*** Opening of DOCUMENT EXCERPT ***

May 8, 2012 |
Oregon investigators recently mapped the trail of an outbreak of a nasty stomach bug among participants in a girls’ soccer tournament to a reusable open top grocery bag stored in a hotel bathroom. Their findings, which illustrate the role that inanimate objects can play in spreading norovirus infection, appear in The Journal of Infectious Diseases.
Noroviruses are a leading cause of gastroenteritis worldwide and the most common cause of foodborne outbreaks in the United States. Highly contagious, even in low concentrations, the viruses spread efficiently from feces and vomit by direct contact or by indirect transmission from viral contamination of surfaces. In October 2010, a cluster of gastroenteritis that appeared in a group of people with no apparent direct physical contact with a pathogen challenged investigators to find the cause and take appropriate control measures.
In the study, Kimberly K. Repp, PhD, MPH, of Oregon Health and Sciences University, and William E. Keene, PhD, MPH, of the Oregon Public Health Division in Portland, investigated an outbreak in a group of 17 Oregon girls, 13-14 years old, and their four adult chaperones attending a soccer tournament in Washington state. All had traveled in private automobiles, shared hotel rooms, and eaten at local restaurants. Eight cases were identified, including the index patient who was presumably infected prior to the trip. There was no direct contact between the original patient and her teammates after her symptoms began; before her overt symptoms began she left her room and moved in with a chaperone. The girl subsequently began vomiting and having diarrhea in the chaperone’s bathroom. The outbreak affecting the rest of the team began several days later; they were exposed by handling a bag of snacks that unfortunately had been stored in the hotel bathroom. Virus aerosolized within the bathroom likely settled onto the grocery bag and its contents. Matching viruses were found on the reusable shopping bag two weeks later.

*** Close of DOCUMENT EXCERPT ***
*** Opening of MATERIAL PROVIDED ***

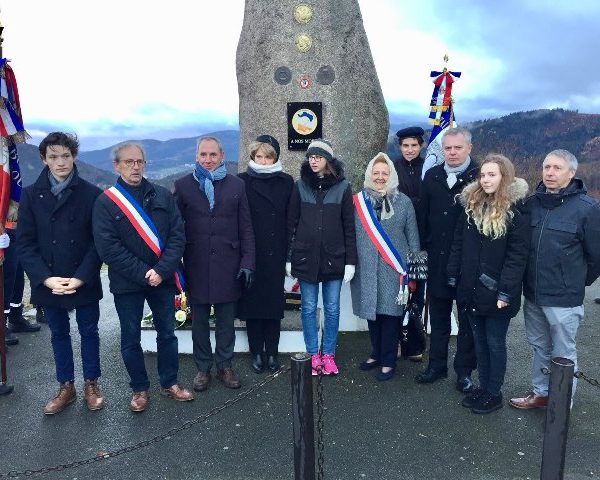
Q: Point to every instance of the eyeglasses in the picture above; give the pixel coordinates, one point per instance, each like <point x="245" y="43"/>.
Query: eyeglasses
<point x="130" y="163"/>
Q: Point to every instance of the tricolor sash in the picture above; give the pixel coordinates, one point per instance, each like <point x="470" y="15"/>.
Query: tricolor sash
<point x="142" y="224"/>
<point x="381" y="242"/>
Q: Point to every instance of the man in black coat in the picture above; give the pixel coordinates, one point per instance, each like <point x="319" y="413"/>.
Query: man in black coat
<point x="440" y="212"/>
<point x="564" y="259"/>
<point x="219" y="257"/>
<point x="56" y="249"/>
<point x="139" y="235"/>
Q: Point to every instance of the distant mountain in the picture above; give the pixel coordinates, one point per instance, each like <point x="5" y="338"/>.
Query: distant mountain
<point x="31" y="165"/>
<point x="168" y="157"/>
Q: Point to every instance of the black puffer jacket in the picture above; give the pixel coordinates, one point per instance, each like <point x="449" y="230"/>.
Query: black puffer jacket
<point x="54" y="238"/>
<point x="321" y="230"/>
<point x="123" y="250"/>
<point x="485" y="269"/>
<point x="565" y="246"/>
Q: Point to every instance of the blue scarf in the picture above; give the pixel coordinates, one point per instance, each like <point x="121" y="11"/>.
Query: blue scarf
<point x="206" y="179"/>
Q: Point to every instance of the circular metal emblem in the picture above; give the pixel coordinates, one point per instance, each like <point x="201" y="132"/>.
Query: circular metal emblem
<point x="326" y="75"/>
<point x="302" y="13"/>
<point x="304" y="81"/>
<point x="304" y="121"/>
<point x="283" y="75"/>
<point x="303" y="42"/>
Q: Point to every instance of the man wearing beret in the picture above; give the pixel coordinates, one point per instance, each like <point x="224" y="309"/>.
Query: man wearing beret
<point x="409" y="167"/>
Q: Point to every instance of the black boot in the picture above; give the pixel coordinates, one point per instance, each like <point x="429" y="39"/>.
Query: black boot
<point x="273" y="363"/>
<point x="18" y="323"/>
<point x="257" y="364"/>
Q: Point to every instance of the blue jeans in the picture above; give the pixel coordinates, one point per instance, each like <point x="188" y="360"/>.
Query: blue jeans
<point x="489" y="335"/>
<point x="331" y="312"/>
<point x="130" y="308"/>
<point x="87" y="317"/>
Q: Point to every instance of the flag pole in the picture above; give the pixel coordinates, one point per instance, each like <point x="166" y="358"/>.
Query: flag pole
<point x="4" y="388"/>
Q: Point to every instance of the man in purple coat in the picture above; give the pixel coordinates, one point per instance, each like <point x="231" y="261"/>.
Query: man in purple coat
<point x="218" y="258"/>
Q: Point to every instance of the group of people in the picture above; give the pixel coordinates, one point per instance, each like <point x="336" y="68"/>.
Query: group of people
<point x="230" y="240"/>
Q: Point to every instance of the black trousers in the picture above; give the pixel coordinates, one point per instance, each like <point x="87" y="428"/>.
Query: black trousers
<point x="440" y="310"/>
<point x="263" y="335"/>
<point x="384" y="332"/>
<point x="224" y="335"/>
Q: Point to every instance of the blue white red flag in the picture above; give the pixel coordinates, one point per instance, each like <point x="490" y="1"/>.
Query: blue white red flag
<point x="441" y="115"/>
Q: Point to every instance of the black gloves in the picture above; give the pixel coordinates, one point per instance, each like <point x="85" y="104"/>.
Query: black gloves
<point x="247" y="276"/>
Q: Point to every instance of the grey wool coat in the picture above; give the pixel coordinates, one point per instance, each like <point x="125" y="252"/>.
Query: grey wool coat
<point x="375" y="284"/>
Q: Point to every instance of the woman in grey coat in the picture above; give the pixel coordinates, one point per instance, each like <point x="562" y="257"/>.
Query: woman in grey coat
<point x="377" y="292"/>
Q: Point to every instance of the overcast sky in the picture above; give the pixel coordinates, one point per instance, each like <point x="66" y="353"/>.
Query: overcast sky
<point x="114" y="70"/>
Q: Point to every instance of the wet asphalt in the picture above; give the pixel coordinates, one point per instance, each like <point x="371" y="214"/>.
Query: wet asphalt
<point x="373" y="430"/>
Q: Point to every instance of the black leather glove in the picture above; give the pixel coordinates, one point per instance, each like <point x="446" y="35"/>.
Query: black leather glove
<point x="247" y="276"/>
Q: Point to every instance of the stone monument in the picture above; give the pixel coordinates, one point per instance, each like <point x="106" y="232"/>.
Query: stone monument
<point x="305" y="69"/>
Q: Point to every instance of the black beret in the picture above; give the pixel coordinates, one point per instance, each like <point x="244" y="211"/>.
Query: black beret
<point x="271" y="141"/>
<point x="410" y="132"/>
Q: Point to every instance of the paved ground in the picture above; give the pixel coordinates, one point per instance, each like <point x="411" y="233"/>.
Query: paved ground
<point x="373" y="430"/>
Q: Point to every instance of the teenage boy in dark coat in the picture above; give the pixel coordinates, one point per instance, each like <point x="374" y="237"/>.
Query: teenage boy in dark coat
<point x="138" y="274"/>
<point x="440" y="212"/>
<point x="56" y="249"/>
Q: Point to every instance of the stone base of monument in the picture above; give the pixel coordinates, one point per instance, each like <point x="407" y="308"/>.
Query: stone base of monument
<point x="291" y="339"/>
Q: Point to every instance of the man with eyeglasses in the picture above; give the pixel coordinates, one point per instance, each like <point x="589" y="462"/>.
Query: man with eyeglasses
<point x="139" y="235"/>
<point x="56" y="249"/>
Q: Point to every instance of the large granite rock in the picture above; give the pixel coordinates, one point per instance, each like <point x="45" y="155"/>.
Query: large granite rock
<point x="286" y="45"/>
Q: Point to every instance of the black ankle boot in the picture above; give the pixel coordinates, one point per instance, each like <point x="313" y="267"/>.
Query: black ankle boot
<point x="257" y="364"/>
<point x="18" y="323"/>
<point x="273" y="363"/>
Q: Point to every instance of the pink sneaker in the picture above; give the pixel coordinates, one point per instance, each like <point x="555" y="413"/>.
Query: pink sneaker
<point x="329" y="366"/>
<point x="316" y="364"/>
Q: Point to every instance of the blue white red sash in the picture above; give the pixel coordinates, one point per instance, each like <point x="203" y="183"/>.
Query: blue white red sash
<point x="142" y="224"/>
<point x="381" y="242"/>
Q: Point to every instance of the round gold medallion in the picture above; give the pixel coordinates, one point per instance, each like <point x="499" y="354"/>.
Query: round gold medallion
<point x="302" y="13"/>
<point x="303" y="42"/>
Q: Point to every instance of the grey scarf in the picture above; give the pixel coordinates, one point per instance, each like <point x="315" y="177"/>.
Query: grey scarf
<point x="453" y="172"/>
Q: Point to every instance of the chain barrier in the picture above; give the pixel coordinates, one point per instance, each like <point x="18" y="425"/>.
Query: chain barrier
<point x="578" y="375"/>
<point x="102" y="455"/>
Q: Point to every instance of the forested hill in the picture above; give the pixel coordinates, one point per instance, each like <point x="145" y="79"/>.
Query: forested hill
<point x="526" y="137"/>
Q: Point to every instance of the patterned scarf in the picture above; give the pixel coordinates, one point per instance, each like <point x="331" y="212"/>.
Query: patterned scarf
<point x="205" y="180"/>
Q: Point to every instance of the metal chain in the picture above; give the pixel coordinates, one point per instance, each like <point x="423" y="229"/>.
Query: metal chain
<point x="157" y="438"/>
<point x="579" y="374"/>
<point x="320" y="413"/>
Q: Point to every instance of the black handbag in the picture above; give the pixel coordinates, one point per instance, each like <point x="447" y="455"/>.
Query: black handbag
<point x="413" y="338"/>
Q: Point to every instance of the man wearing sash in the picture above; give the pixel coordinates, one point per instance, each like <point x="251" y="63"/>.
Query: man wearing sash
<point x="139" y="235"/>
<point x="56" y="249"/>
<point x="440" y="212"/>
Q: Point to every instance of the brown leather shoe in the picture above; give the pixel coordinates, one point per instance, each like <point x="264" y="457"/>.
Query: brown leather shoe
<point x="528" y="402"/>
<point x="139" y="401"/>
<point x="92" y="395"/>
<point x="177" y="393"/>
<point x="201" y="381"/>
<point x="65" y="396"/>
<point x="229" y="378"/>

*** Close of MATERIAL PROVIDED ***

EXERCISE INSTRUCTIONS >> Carry on the article on the norovirus outbreak with the part that comes after its final sentence. The rows have nothing to do with the article on the norovirus outbreak.

WRITTEN ANSWER >>
The investigation confirmed the great potential for contamination of surfaces in norovirus outbreaks on cruise ships, in nursing homes, and in other group settings. “While we certainly recommend not storing food in bathrooms,” the authors note, “it is more important to emphasize that areas where aerosol exposures may have occurred should be thoroughly disinfected; this includes not only exposed surfaces, but also objects in the environment” that could become contaminated and spread infection. The authors point to some of the practices that can be put in place to limit outbreaks caused by such indirect contact, including disinfection of affected areas and the use of multiple bathrooms with one dedicated for use by those who are sick.
In an accompanying editorial, Aron J. Hall, DVM, MSPH, of the Centers for Disease Control and Prevention, notes that noroviruses “are perhaps the perfect human pathogens,” causing an estimated 21 million cases of acute gastroenteritis annually in the U.S. alone. The investigation of this outbreak, as reported by the study authors, “provides a fascinating example of how a unique exposure and transmission scenario can result in a norovirus outbreak.”